(DATASET EXCERPTS Opens)

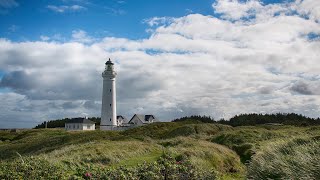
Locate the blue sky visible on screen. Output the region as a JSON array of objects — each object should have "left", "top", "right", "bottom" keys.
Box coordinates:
[
  {"left": 0, "top": 0, "right": 319, "bottom": 128},
  {"left": 0, "top": 0, "right": 217, "bottom": 41},
  {"left": 0, "top": 0, "right": 287, "bottom": 41}
]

(DATASET EXCERPTS Closes)

## REQUIREMENT:
From the first line to the last, write out the data exactly, dropping any pictures.

## SOLVED PROBLEM:
Locate the blue sky visible on screen. Output the region as a JSON array of objects — each object should have "left", "top", "right", "bottom" keys.
Box coordinates:
[
  {"left": 0, "top": 0, "right": 319, "bottom": 128},
  {"left": 0, "top": 0, "right": 217, "bottom": 41},
  {"left": 0, "top": 0, "right": 287, "bottom": 41}
]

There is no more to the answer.